EXCERPTED TEXT —
_ _ _ _

I still get nothing in dmesg, though.

DBelton
27th September 2012, 04:10 AM
You have a Hauppauge card?

Have you tried installing the cx18-firmware?

stevea
27th September 2012, 07:12 AM
Proprietary modules is NOT the problem.

If you look at the screenshot for taint flags, the OP has the G and W flags set.
G means all modules are GPL'ed. (P means proprietary).
W means there was already a kernel problem reported.

http://www.kernel.org/doc/Documentation/oops-tracing.txt


'W' if a warning has previously been issued by the kernel.
(Though some warnings may set more specific taint flags.)
===========

I see you are getting a bunch of SIGSEGVs for processes.
Is you DRAM OK ? It could cause this problem too.
install 'memtest86+' package and boot it, let it run a few FULL cycles or overnight.
This *might* cause the other problem, but that's iffy.
===========

This bug in systemd-devd seems to be the cause of the taint, not the abrt.


INFO: possible recursive locking detected ]
3.6.0-0.rc6.git2.1.fc18.x86_64 #1 Tainted: G W
---------------------------------------------
systemd-udevd/429 is trying to acquire lock:
(hdl->lock){+.+...}, at: [<ffffffffa02a685e>] find_ref_lock+0x2e/0x60 [videodev]
but task is already holding lock:


I strongly urge you report that one to bugzilla.redhat.com
It looks serious and could impact a lot of others.
Linux is a community effort and you an do your bit by reporting problems.

The traceback is through the v4l2 video code, so I suspect it's your vid cam driver
probe code. You might try blacklisting the driver for it, disconnecting it,
whatever, as test. The driver is either cx18 or cx18-alsa

You can add the lines
blacklist cx18
blacklist cx18-alsa
to /etc/modprobe.d/blacklist.conf and reboot to test if that fixes it.
You won't have access to the camera.
===========

Your kernel abort problem originated in lib/dma-debug.c which is part of the kernel DMA routines.

_ _ _ _

DATA RECORDS —
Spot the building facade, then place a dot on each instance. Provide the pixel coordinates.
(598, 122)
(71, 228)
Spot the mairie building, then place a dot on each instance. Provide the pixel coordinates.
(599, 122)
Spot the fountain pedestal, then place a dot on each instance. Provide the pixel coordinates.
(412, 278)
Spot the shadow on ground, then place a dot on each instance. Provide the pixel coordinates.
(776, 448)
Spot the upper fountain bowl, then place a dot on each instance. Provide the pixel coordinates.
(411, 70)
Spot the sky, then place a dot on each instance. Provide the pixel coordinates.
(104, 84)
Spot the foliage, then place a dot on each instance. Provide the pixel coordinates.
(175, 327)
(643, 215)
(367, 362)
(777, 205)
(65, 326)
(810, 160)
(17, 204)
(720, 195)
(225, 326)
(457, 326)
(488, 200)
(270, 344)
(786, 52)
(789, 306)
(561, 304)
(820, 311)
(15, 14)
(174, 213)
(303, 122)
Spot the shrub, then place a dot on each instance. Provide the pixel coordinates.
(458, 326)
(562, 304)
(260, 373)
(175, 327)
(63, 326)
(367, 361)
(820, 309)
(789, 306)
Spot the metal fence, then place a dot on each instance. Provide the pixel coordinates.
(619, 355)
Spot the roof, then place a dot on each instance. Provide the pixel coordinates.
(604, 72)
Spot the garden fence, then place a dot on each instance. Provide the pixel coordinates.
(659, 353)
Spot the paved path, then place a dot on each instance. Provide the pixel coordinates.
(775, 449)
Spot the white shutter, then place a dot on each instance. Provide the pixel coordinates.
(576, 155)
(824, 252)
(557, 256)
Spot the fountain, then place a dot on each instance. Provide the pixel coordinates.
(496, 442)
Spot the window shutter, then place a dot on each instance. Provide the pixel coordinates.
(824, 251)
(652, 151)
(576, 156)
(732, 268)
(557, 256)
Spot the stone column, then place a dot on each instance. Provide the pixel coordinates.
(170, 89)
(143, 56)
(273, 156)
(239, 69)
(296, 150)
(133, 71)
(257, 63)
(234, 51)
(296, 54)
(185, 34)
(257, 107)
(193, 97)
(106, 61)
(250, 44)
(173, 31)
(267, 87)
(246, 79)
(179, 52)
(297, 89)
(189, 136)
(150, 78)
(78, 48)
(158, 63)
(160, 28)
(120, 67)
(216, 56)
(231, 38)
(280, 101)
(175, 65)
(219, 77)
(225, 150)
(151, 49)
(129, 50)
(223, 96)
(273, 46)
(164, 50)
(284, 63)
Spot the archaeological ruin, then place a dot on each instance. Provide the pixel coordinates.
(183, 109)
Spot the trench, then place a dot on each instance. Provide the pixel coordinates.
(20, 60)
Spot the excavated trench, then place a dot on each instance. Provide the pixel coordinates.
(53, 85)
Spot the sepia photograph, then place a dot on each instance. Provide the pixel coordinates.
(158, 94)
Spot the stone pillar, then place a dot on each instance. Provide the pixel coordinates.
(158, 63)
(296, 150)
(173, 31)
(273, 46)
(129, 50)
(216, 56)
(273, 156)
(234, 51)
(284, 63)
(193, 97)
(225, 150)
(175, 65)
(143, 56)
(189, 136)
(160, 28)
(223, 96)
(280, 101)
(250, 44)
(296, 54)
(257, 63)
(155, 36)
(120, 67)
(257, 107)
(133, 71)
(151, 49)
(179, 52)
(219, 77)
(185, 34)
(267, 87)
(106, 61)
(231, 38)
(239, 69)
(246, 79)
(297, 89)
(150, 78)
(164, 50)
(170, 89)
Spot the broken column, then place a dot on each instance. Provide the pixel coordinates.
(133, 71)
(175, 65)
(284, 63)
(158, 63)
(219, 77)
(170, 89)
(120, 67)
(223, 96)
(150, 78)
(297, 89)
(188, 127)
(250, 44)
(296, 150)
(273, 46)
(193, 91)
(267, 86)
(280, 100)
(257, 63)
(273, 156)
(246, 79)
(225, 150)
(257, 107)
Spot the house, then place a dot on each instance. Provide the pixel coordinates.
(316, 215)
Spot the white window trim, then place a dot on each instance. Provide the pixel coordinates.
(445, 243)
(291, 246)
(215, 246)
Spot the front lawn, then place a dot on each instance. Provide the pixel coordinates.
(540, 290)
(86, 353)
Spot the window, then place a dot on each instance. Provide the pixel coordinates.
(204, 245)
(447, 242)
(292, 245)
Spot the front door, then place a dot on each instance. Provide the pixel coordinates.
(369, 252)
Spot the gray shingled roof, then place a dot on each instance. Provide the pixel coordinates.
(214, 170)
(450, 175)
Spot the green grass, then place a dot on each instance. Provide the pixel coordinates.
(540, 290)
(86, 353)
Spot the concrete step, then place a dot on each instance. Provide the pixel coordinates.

_ _ _ _

THINGS TO DO —
(1) Answer these about the forum thread:
(a) According to stevea, what does the G taint flag mean?
(b) Which package is suggested for checking whether the DRAM is OK?
(c) To which file should the two blacklist lines be added?
(2) Please repeat the passage of the forum thread starting with "The traceback is" and going on through "kernel DMA routines.".

IN RESPONSE —
(1)
(a) All modules are GPL'ed.
(b) memtest86+
(c) /etc/modprobe.d/blacklist.conf

(2)
The traceback is through the v4l2 video code, so I suspect it's your vid cam driver
probe code. You might try blacklisting the driver for it, disconnecting it,
whatever, as test. The driver is either cx18 or cx18-alsa

You can add the lines
blacklist cx18
blacklist cx18-alsa
to /etc/modprobe.d/blacklist.conf and reboot to test if that fixes it.
You won't have access to the camera.
===========

Your kernel abort problem originated in lib/dma-debug.c which is part of the kernel DMA routines.